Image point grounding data
BEGIN
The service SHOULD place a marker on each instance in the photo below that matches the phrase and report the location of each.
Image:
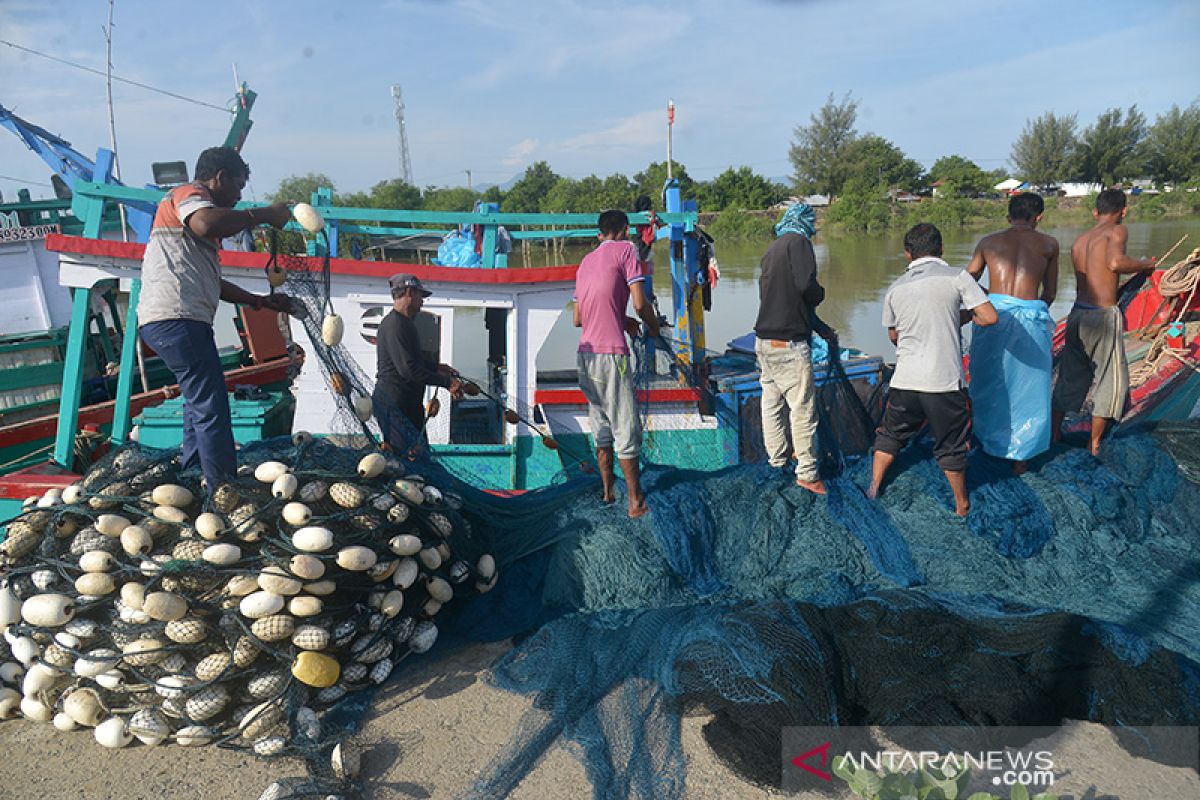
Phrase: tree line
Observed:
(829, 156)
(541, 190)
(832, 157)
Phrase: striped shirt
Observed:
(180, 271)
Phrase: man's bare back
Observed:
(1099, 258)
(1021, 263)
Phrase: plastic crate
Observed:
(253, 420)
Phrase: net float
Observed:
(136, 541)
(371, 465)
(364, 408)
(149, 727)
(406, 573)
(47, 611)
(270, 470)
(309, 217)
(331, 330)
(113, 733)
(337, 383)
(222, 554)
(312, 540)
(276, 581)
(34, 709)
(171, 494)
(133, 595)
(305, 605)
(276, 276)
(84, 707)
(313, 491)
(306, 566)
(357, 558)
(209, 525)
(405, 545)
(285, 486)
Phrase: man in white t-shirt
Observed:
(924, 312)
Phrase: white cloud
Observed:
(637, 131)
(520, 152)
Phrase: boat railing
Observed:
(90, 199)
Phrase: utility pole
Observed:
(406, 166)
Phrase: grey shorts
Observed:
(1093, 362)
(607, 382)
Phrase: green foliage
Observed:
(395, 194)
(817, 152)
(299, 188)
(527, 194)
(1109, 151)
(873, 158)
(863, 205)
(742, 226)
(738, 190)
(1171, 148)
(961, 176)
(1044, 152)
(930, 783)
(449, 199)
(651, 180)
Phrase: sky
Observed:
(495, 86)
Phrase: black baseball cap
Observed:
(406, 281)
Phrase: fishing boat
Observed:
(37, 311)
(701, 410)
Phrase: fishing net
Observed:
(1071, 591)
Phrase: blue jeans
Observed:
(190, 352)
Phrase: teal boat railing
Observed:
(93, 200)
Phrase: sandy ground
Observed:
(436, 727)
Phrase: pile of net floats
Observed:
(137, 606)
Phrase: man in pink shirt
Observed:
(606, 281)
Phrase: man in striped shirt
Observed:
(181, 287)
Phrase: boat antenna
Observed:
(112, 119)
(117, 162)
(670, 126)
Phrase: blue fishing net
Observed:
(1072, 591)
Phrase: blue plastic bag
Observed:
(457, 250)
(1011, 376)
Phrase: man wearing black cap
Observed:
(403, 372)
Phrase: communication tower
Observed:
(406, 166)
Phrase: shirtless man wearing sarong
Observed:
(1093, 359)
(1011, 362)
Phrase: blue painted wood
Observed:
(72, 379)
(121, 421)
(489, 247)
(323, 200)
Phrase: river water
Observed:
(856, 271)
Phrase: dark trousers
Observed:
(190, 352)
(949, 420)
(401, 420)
END
BEGIN
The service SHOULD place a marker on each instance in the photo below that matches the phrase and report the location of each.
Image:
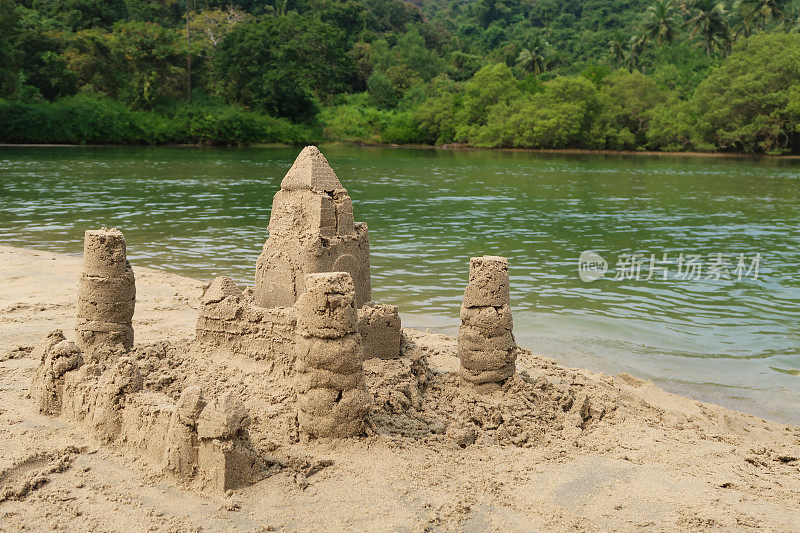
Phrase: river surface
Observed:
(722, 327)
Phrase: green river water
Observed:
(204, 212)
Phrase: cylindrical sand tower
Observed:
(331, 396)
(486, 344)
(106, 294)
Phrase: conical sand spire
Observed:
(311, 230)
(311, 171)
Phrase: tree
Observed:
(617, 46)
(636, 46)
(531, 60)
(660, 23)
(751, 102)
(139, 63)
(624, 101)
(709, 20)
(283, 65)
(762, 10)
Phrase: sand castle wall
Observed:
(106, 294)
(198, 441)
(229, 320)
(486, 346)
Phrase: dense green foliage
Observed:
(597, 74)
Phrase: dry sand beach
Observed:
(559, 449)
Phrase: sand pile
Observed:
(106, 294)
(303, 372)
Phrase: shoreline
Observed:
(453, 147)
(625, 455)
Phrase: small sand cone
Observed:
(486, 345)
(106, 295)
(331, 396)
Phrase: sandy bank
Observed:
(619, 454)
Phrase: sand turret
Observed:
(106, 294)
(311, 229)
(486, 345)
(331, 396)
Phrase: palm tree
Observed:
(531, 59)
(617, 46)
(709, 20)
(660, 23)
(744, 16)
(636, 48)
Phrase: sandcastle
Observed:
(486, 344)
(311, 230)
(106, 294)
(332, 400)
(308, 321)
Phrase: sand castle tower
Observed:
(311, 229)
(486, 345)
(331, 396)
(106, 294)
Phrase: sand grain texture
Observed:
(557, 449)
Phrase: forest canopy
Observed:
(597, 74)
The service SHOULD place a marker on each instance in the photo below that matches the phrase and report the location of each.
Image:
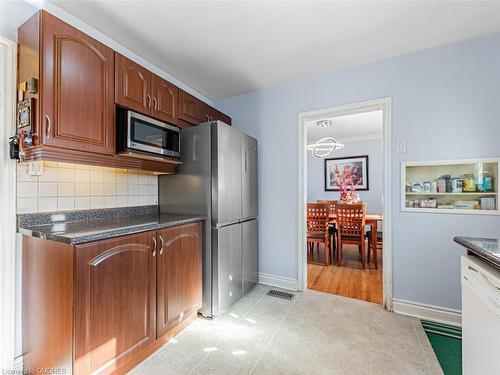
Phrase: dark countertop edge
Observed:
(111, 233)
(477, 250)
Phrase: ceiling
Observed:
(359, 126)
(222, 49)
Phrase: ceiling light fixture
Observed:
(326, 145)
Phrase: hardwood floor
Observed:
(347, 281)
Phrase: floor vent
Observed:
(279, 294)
END
BEGIN
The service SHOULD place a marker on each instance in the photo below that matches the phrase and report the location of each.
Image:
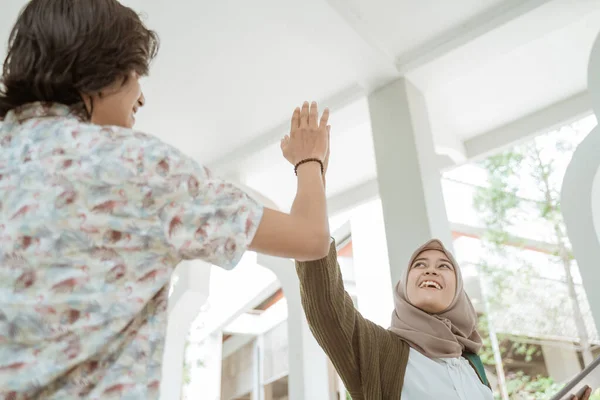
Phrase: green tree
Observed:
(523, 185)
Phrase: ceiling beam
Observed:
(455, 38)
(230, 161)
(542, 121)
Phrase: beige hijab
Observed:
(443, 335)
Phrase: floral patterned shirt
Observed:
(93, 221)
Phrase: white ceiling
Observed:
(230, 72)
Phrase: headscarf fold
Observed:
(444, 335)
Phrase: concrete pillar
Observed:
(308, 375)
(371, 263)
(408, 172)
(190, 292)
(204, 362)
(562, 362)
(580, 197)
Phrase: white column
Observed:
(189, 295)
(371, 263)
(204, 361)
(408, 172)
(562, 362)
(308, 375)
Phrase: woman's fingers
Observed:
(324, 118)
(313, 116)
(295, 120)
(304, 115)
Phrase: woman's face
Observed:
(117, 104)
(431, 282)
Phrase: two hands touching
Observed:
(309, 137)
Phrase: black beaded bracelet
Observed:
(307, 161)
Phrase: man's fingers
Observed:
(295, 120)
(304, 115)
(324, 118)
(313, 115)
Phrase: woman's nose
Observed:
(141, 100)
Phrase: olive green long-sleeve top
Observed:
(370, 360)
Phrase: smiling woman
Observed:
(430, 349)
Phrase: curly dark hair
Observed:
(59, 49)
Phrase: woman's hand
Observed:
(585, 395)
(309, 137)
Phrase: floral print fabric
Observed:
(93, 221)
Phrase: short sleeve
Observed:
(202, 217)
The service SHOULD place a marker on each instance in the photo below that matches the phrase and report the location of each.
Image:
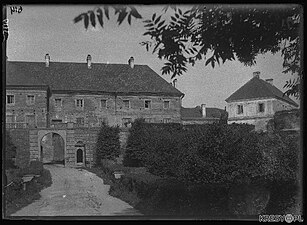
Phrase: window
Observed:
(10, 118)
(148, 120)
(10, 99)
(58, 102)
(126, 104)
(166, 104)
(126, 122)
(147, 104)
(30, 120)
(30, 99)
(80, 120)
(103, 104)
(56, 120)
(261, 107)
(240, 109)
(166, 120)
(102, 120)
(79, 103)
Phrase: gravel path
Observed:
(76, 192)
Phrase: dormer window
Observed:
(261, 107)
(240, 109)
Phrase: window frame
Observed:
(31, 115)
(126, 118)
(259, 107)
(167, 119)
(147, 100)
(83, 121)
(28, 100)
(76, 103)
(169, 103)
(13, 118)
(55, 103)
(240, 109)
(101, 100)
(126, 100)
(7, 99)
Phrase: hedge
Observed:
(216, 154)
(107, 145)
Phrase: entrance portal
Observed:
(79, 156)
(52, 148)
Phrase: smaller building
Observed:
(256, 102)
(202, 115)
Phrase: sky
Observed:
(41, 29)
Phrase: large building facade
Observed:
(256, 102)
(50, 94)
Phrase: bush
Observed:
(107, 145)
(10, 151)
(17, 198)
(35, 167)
END
■ **TRY IT**:
Please count the lines in the data that include the word "sandy" and report the number by itself.

■ **RESULT**:
2